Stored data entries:
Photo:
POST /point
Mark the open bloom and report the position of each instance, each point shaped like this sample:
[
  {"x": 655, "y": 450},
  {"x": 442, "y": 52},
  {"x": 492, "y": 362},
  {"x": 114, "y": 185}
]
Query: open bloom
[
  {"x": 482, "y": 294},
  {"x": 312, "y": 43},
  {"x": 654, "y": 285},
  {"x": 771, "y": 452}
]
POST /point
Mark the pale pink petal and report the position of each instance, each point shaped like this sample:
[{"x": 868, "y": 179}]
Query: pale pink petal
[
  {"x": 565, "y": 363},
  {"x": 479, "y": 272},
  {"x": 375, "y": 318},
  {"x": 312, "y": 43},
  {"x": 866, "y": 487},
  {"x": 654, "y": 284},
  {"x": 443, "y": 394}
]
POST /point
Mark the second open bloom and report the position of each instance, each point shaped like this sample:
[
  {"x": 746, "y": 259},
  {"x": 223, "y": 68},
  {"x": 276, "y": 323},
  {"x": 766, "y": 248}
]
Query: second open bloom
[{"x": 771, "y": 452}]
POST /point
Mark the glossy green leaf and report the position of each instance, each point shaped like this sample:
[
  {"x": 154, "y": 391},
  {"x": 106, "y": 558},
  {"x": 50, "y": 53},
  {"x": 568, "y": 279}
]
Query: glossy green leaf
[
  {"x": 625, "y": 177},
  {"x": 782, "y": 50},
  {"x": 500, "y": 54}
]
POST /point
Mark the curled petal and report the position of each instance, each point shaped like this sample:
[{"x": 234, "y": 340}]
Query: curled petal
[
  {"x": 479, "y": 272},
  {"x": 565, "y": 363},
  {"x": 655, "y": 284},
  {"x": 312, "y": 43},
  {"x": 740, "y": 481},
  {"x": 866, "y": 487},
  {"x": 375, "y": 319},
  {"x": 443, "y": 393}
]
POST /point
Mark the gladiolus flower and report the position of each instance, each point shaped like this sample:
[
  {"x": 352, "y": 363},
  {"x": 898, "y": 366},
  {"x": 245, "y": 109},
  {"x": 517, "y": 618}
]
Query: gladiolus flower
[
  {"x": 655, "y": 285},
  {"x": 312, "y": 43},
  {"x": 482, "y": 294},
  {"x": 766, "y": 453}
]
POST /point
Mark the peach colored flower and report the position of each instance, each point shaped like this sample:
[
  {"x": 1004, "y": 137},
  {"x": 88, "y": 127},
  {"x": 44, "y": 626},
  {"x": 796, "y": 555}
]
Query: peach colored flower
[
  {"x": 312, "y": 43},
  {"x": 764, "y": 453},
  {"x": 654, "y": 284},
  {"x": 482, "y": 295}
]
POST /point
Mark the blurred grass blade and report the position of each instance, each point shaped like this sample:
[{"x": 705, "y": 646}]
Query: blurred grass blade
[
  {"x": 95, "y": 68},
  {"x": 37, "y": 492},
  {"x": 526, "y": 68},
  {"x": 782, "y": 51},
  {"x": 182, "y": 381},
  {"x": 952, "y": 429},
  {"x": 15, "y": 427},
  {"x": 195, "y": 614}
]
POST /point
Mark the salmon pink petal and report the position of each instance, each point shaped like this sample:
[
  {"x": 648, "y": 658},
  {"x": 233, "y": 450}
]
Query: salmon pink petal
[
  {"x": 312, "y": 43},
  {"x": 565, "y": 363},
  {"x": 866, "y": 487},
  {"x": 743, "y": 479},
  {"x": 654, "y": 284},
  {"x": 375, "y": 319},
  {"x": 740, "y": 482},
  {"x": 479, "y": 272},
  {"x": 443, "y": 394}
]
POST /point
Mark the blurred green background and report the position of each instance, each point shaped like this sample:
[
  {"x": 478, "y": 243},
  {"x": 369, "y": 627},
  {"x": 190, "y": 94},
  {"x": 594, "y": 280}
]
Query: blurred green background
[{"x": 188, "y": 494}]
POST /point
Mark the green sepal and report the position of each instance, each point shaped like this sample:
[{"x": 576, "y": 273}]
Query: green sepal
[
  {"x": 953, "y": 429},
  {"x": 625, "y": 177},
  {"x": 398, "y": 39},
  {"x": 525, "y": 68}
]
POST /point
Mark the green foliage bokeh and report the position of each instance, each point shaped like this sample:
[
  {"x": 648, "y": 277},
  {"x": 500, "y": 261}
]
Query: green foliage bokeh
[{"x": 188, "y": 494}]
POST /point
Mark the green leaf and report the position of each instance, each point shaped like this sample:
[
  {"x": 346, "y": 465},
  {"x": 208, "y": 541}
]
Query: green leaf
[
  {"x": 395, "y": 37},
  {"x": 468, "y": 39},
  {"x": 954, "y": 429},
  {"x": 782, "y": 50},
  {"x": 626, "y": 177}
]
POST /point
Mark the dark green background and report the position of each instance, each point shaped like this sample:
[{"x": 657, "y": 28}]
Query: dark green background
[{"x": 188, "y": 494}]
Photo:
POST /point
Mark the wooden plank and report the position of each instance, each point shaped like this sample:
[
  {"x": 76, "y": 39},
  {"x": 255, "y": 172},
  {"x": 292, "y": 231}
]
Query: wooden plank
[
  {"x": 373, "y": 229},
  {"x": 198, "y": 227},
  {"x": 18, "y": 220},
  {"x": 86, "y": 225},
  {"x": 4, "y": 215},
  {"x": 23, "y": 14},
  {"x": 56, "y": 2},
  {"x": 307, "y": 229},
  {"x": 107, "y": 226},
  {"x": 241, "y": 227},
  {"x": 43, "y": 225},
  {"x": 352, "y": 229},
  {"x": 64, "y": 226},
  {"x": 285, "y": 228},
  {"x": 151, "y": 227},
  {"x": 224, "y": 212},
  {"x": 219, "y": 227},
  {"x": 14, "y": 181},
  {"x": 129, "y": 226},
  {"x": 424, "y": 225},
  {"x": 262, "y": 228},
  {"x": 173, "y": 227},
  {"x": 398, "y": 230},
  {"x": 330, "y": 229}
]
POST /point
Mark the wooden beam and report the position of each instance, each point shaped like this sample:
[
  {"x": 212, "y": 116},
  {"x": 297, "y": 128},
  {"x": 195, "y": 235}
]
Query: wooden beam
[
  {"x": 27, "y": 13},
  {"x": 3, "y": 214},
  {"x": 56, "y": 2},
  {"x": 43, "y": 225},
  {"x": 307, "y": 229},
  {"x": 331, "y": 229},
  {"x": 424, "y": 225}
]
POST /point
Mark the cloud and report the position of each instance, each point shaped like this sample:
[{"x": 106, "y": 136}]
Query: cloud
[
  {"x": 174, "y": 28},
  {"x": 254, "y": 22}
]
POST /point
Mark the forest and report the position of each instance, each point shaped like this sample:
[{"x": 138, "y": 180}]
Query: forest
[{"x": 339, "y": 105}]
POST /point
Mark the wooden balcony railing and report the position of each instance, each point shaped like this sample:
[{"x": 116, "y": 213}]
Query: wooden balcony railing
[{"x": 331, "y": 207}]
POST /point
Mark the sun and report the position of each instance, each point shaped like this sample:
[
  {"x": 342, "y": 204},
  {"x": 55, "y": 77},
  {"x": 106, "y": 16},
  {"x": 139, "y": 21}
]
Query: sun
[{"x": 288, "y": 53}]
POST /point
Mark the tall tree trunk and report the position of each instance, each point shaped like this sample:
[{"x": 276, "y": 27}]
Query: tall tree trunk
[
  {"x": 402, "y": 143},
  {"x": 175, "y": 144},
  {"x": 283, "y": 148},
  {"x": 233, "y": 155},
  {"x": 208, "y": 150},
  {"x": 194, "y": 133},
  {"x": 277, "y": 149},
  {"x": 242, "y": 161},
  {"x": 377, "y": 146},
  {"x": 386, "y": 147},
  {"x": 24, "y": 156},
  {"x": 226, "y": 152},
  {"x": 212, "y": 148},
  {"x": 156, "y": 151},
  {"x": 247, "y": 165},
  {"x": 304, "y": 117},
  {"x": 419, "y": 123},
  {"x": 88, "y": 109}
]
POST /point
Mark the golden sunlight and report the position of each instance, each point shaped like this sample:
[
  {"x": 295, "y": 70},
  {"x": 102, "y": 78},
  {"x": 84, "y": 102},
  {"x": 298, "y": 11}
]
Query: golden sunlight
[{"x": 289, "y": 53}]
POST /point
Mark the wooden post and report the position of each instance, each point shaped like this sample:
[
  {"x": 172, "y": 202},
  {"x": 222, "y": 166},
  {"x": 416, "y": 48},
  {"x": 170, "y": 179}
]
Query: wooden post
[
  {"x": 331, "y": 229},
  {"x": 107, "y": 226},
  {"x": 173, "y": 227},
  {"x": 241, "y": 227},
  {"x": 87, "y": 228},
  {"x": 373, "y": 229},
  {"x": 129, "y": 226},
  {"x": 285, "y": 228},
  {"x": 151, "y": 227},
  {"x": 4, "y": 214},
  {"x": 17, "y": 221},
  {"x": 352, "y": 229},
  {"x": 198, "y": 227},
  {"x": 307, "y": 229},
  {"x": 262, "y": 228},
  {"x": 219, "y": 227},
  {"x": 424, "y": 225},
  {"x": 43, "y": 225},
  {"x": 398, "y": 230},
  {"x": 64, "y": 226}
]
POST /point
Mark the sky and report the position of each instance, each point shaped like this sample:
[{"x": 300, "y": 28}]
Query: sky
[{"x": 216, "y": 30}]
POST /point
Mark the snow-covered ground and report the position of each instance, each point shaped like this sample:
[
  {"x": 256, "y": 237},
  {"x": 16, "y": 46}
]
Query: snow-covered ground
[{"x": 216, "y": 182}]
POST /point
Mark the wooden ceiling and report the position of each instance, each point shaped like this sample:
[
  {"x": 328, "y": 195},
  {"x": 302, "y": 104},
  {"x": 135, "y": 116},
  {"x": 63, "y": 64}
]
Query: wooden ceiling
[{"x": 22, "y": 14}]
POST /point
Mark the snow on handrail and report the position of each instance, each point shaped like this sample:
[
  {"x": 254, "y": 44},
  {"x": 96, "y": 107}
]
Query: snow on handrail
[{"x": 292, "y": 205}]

## Your objective
Only the lines from the one holding "Mark the wooden post" through the final line of the entries, both included, should be given again, word for word.

## Your response
Mark the wooden post and report the position of each instance, each point shaped like this sample:
[
  {"x": 172, "y": 202},
  {"x": 222, "y": 166},
  {"x": 416, "y": 48},
  {"x": 170, "y": 179}
]
Query: wooden post
[
  {"x": 331, "y": 229},
  {"x": 107, "y": 226},
  {"x": 173, "y": 227},
  {"x": 241, "y": 227},
  {"x": 87, "y": 228},
  {"x": 373, "y": 229},
  {"x": 129, "y": 226},
  {"x": 285, "y": 228},
  {"x": 151, "y": 227},
  {"x": 4, "y": 214},
  {"x": 17, "y": 221},
  {"x": 352, "y": 229},
  {"x": 198, "y": 227},
  {"x": 307, "y": 229},
  {"x": 262, "y": 228},
  {"x": 219, "y": 227},
  {"x": 424, "y": 225},
  {"x": 43, "y": 225},
  {"x": 398, "y": 230},
  {"x": 64, "y": 226}
]
POST /point
Mark the sky and report the position of each instance, each point shaped like this sample:
[{"x": 300, "y": 28}]
Query: sky
[{"x": 216, "y": 30}]
POST /point
Mark the snow-covered ground and report the position of each instance, each point shaped like this sample:
[
  {"x": 256, "y": 237},
  {"x": 16, "y": 46}
]
Query: snow-covered ground
[{"x": 216, "y": 182}]
POST /point
Mark the wooden ceiling and report the position of each instance, each point shaped like this sample:
[
  {"x": 328, "y": 195},
  {"x": 302, "y": 104},
  {"x": 135, "y": 116},
  {"x": 63, "y": 64}
]
Query: wooden ceiling
[{"x": 22, "y": 14}]
POST /point
Mark the snow on handrail and report the position of each instance, each point shaped like this sample:
[
  {"x": 254, "y": 44},
  {"x": 96, "y": 107}
]
Query: snow on handrail
[{"x": 292, "y": 205}]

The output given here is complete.